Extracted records
┌──
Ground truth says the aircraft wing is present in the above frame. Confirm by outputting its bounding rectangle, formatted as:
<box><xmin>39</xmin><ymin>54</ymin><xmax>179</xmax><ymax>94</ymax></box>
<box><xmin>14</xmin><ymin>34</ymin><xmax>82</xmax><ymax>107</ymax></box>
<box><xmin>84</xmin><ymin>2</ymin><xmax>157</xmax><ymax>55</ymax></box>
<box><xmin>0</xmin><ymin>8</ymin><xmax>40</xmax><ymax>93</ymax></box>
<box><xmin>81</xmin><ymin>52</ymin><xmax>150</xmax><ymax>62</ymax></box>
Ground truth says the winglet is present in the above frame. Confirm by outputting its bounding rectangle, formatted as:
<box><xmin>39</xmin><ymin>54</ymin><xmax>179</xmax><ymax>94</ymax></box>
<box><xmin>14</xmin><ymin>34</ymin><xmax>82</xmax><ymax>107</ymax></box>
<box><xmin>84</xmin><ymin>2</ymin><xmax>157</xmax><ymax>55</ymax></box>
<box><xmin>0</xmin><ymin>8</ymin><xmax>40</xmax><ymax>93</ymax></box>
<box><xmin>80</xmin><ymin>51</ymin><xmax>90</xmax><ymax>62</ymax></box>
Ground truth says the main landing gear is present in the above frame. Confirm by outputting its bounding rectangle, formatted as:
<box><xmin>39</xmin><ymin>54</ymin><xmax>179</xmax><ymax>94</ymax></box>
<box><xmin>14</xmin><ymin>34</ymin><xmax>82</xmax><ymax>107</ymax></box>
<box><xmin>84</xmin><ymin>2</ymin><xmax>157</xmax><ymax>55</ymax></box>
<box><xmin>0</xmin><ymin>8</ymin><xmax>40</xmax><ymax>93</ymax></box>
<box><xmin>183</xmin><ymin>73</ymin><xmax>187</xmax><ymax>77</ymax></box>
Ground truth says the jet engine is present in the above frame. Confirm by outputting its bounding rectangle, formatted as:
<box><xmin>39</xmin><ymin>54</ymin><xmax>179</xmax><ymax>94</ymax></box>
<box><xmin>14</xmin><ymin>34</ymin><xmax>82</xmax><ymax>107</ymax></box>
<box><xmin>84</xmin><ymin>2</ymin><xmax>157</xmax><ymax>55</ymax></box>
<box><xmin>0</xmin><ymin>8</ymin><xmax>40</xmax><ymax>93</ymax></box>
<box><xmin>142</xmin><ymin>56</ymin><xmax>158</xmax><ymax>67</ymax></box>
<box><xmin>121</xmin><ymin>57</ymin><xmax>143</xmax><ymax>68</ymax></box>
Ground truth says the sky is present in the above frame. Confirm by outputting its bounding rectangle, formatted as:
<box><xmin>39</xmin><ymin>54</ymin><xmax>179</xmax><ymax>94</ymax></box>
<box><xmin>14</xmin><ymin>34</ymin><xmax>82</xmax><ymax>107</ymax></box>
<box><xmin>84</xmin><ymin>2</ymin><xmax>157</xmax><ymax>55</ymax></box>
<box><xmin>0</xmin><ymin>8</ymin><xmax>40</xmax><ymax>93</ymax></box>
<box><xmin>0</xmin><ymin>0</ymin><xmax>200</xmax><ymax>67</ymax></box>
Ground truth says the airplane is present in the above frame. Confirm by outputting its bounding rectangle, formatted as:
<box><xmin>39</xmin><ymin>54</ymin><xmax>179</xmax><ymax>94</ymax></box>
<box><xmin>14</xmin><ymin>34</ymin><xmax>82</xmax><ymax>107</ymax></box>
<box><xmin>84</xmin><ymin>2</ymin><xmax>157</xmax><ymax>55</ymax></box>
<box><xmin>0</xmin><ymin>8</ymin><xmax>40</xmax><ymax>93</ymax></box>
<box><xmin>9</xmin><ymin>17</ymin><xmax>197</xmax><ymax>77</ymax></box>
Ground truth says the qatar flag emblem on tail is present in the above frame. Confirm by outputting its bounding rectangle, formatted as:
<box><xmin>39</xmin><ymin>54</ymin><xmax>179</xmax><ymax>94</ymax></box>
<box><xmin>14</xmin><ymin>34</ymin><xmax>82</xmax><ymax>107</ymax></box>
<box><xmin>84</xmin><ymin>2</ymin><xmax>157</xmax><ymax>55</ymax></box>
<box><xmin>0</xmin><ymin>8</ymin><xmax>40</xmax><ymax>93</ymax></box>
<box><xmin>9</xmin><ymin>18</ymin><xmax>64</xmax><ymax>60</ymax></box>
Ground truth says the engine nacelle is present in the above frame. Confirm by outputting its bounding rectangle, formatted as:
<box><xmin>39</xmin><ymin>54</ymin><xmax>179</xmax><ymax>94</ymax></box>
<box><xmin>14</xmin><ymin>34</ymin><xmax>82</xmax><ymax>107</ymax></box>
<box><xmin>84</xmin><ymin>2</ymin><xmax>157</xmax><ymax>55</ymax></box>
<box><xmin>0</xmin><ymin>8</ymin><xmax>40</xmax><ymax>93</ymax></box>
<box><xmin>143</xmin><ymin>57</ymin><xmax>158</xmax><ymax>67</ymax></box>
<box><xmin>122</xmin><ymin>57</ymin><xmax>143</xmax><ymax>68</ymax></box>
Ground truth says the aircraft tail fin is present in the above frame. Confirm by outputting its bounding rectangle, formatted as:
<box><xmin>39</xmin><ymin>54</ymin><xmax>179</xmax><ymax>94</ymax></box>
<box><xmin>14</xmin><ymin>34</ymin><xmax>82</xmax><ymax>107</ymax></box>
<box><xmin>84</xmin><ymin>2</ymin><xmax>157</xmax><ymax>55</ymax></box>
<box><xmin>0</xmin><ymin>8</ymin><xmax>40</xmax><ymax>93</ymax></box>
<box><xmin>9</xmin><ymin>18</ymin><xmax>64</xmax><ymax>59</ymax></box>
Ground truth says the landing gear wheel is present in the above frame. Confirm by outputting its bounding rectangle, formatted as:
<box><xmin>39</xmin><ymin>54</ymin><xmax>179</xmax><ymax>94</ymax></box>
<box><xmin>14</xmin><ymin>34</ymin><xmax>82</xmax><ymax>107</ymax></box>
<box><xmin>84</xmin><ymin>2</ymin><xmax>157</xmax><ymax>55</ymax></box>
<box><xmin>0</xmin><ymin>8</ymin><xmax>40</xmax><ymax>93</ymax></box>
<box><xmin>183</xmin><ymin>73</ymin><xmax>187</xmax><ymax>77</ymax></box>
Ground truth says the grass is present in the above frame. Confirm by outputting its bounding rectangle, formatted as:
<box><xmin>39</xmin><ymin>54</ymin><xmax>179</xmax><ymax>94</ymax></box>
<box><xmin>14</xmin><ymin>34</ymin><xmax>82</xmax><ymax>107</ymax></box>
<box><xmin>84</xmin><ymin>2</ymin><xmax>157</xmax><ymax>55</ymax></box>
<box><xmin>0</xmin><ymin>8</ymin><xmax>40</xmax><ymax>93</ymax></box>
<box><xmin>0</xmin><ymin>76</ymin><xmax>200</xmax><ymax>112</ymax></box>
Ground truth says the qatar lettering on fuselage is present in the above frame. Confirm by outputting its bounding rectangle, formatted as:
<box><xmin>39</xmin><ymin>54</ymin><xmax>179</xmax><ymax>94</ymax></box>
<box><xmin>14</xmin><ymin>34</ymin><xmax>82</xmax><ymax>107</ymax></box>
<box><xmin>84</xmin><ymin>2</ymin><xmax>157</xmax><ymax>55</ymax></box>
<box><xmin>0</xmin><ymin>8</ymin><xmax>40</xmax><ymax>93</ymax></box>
└──
■ EXERCISE TASK ■
Copy the lines from the one containing "Ground truth says the qatar lettering" through the end of the material, both included, with "bounding rectangle" changed to "bounding box" and nothing else altered.

■ COMPLETED TASK ■
Ground truth says the qatar lettering on fuselage is present in the above frame. Confirm by outputting its bounding box, formatted as:
<box><xmin>39</xmin><ymin>54</ymin><xmax>179</xmax><ymax>94</ymax></box>
<box><xmin>14</xmin><ymin>34</ymin><xmax>82</xmax><ymax>107</ymax></box>
<box><xmin>84</xmin><ymin>2</ymin><xmax>157</xmax><ymax>55</ymax></box>
<box><xmin>0</xmin><ymin>8</ymin><xmax>40</xmax><ymax>93</ymax></box>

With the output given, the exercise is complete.